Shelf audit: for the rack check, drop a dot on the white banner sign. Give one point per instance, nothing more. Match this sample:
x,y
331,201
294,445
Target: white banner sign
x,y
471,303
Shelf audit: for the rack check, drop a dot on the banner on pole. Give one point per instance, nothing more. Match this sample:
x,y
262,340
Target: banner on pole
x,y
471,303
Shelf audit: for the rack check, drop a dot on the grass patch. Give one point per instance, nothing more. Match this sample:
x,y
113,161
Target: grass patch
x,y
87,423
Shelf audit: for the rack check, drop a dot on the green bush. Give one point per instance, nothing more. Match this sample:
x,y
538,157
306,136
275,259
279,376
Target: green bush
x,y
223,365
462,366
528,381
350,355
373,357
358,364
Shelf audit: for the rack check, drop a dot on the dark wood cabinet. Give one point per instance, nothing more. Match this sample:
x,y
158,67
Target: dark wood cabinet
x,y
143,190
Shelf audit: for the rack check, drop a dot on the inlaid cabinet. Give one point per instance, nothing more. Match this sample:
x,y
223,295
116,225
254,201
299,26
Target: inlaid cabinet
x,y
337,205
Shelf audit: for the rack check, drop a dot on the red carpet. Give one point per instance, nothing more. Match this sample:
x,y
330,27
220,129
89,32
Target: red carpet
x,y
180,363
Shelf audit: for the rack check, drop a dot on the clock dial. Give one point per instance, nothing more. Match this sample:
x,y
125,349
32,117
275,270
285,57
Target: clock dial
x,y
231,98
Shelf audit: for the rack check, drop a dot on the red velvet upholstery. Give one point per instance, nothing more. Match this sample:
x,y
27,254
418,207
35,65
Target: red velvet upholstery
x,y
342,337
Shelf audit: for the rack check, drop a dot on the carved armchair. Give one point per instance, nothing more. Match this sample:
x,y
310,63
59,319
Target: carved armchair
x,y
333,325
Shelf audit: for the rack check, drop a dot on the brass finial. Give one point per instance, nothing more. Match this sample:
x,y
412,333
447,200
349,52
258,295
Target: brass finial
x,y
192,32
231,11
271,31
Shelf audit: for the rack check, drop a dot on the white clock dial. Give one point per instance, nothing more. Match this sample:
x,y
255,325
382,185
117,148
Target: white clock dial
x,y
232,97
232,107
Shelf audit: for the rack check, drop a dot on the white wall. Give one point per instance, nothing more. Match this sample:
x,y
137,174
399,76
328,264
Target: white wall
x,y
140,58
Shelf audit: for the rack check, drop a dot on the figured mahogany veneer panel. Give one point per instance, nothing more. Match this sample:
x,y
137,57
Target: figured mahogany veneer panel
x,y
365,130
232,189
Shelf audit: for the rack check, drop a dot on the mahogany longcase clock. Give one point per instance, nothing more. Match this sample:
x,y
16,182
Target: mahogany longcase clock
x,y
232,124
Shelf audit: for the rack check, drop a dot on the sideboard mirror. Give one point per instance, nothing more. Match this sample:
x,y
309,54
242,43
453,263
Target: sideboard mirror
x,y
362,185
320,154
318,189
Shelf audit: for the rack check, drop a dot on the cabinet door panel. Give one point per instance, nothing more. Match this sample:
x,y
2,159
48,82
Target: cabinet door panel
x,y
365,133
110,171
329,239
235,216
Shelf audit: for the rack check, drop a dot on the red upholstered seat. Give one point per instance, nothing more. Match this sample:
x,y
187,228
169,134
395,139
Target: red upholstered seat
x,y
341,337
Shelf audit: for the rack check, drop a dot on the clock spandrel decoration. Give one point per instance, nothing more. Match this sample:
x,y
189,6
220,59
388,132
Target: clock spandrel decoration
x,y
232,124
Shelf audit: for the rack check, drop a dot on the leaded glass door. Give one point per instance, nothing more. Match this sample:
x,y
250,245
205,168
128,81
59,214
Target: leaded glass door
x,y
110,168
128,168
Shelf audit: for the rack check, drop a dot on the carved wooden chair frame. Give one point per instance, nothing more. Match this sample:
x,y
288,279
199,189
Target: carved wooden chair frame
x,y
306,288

#### [HOW TO COMPLETE THIS TASK]
Output all of the material exactly.

#### [EXERCISE OUTPUT]
Shelf audit: for the rack check, drop a dot on the white banner sign. Give one point per instance, nothing more. Match this sample:
x,y
331,201
294,445
Target: white banner sign
x,y
471,303
Shelf audit: for the rack check, drop a dot on the banner on pole. Give one point per instance, nothing more. Match this sample:
x,y
262,340
Target: banner on pole
x,y
471,303
Shelf audit: for the rack check, drop a dot on the grass patch. Give one point per instance, nothing more. Match this sample:
x,y
113,161
Target: grass patch
x,y
87,423
Shelf audit: for the rack check, drop a dot on the green bush. Give one point per instance, nothing more. Match this sample:
x,y
538,157
306,136
275,259
279,376
Target: green bush
x,y
223,365
462,366
528,381
350,355
373,357
358,364
Shelf audit: for the rack check, drop a dot on the dark wood cabinet. Give one point per instance, nothing more. Match this sample:
x,y
158,67
Target: dark wood cabinet
x,y
143,190
Shelf audit: for the rack check, drop a dot on the inlaid cabinet. Give one point per instance, nothing more. Match this sample:
x,y
223,295
116,225
254,201
299,26
Target: inlaid cabinet
x,y
337,205
Shelf audit: for the rack check, drop a dot on the red carpet. Give one point per instance, nothing more. Match this sample:
x,y
330,27
220,129
89,32
Target: red carpet
x,y
180,363
Shelf audit: for the rack check, drop a dot on the clock dial. Give one point per instance, nothing more. Match this sample:
x,y
125,349
32,117
275,270
285,57
Target: clock dial
x,y
231,98
Shelf audit: for the rack check, drop a dot on the red velvet upholstery. Give one point per instance, nothing more. Match this sample:
x,y
27,254
418,207
35,65
Target: red velvet upholstery
x,y
342,337
Shelf audit: for the rack check, drop a dot on the carved armchair. Give one point per instance, nothing more. Match this sample:
x,y
310,63
59,319
Target: carved armchair
x,y
333,325
Shelf audit: for the rack check, drop a dot on the brass finial. Give one point per instance, nothing more. Match this sample:
x,y
412,333
447,200
349,52
258,295
Target: brass finial
x,y
192,32
231,11
271,31
Shelf audit: for the rack check, drop a dot on the white clock dial. Give one point per instance, nothing more. Match this sample:
x,y
255,325
382,185
117,148
Target: white clock dial
x,y
232,97
232,107
Shelf audit: for the rack check, drop a dot on the white wall. Give one point per instance, nothing more. Match this sample:
x,y
137,174
399,76
328,264
Target: white wall
x,y
140,58
Shelf audit: for the rack check, drop a dot on the figured mahogany veneer panel. Give one point per instance, nothing more. Match this sample:
x,y
137,57
Target: figured mahogany veneer panel
x,y
365,130
232,189
Shelf audit: for the rack check, drop a dot on the mahogany longcase clock. Give one point per instance, nothing more. Match this sample:
x,y
16,182
Target: mahogany longcase clock
x,y
232,124
Shelf audit: for the rack check, drop a dot on the sideboard mirror. Give one point per instance, nothing more. Match this sample:
x,y
309,54
242,43
453,263
Target: sideboard mirror
x,y
362,185
320,154
318,189
Shelf audit: for the rack check, drop a dot on the cabinet door panel. Give one point per instance, nothing more. Match this sample:
x,y
2,159
48,82
Target: cabinet door panel
x,y
365,133
110,171
329,239
235,216
Shelf audit: for the rack check, drop a dot on the red upholstered seat. Give one point per instance, nothing more. Match this sample:
x,y
187,228
169,134
395,139
Target: red upholstered seat
x,y
341,337
Shelf audit: for the rack check, drop a dot on the clock spandrel decoration. Give one point per instance, nothing more. Match this sample:
x,y
189,6
220,59
388,132
Target: clock spandrel decoration
x,y
232,124
Shelf audit: for the rack check, drop a dot on the leaded glass door. Give one point per instance, nothing more. Match this sample:
x,y
250,245
205,168
128,81
59,214
Target: leaded glass door
x,y
110,168
128,168
Shelf audit: for the rack check, drop a dot on the carved wooden chair frame. Give one point per instance, nothing more. Match this sample:
x,y
288,279
199,189
Target: carved wooden chair frame
x,y
306,288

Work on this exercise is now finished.